In other words, most Hispanic voters do not see themselves as part of an oppressed racial class. They have a Hispanic heritage and are proud of it, but they want to be Americans too. They want to assimilate, and they believe that with hard work they can achieve the American dream.

"Even more than whites and Blacks, Hispanics emphasize the importance of hard work and favor government creating opportunities for advancement," the study says.

Most Latinos do not believe there is systematic racism in American institutions standing as an obstacle to their success. And that's why they're receptive to "Trump-style rhetoric."

This is a problem for Joe Biden, and López and Gavito offer a simple solution: Change the message.

"The key is to link racism and class conflict," they say. And also to stop blaming white people as a group for everything wrong in America.

"Democrats should call for Americans to unite against the strategic racism of powerful elites who stoke division and then run the country for their own benefit. This is not to deny the reality of pervasive societal racism. But it does direct attention away from whites in general and toward the powerful elites who benefit from divide-and-conquer politics."

This focus-tested "race-class approach ... fuses issues of racial division and class inequality, and by doing so shifts the basic 'us versus them' story — the staple of most political messaging — away from 'whites versus people of color' to 'us all against the powerful elites pushing division.'"

That message looks like this:

We had come so far, but now Covid-19 threatens our families — for instance with health
risks, record unemployment and losing the businesses we worked hard to build. To
overcome these challenges, we need to pull together no matter our race or ethnicity. But
instead of uniting us, certain politicians make divisions worse, insulting and blaming
different groups. When they divide us, they can more easily rig our government and the
economy for their wealthy campaign donors. When we come together by rejecting racism
against anyone, we can elect new leaders who support proven solutions that help all
working families.

The focus groups polled reacted much more strongly in favor of this message than the "opposition message" or traditional Democratic Party talking points accusing Republicans of "xenophobia, racism, and division" or taking a "color-blind" approach. Messages similarly framed on immigration and criminal justice reform issues also found more support.

• **Task to carry out**:
Extend the commentary on Hispanic voters and Democratic messaging, picking up after its final sentence. The data that follow come from a separate source unrelated to the text above.

• **Data records**:
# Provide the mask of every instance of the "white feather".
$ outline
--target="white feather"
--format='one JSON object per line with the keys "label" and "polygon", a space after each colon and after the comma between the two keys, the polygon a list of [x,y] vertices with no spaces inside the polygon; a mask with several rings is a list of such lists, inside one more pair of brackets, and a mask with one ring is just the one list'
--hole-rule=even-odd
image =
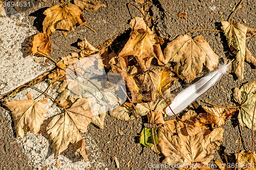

• **Expected answer**:
López and Gavito advise Biden and Democratic Party strategists to view Hispanics "not as a monolith but as America in microcosm." The study they put forward urges Democrats to make cross-racial appeals to voters, uniting Latinos, whites, and blacks in solidarity by framing their issues as a struggle against unresponsive elites ignoring their needs and pushing division.

Ironically, this closely resembles the populist messaging President Trump used in the 2016 election to win the White House. Trump ran a "drain the swamp" campaign focused on criticizing establishment politicians. As he promised in his victory speech, "the forgotten men and women of our country will be forgotten no longer."

Despite what progressives claim, the "forgotten" American does not have one race or creed. Trump's message attempted to appeal to all Americans who felt disenfranchised by politicians who did not keep their promises and a government that over decades grew too large to be in touch with their needs.

The Trump campaign and Republicans have just as much to learn from this study as the left. The lesson is Latino Americans, like all Americans, do not want to be divided. They still believe the elites are out of touch. They want to feel like someone is fighting for their interests, not special interests.

The challenge for President Trump as an incumbent is to argue he hasn't forgotten the Americans who put him in power and to show how he has unified the country. The challenge for Biden is to credibly craft a unifying message while the assorted victim-classes in his base compete against each other to be the most oppressed and publicly declare their contempt for America.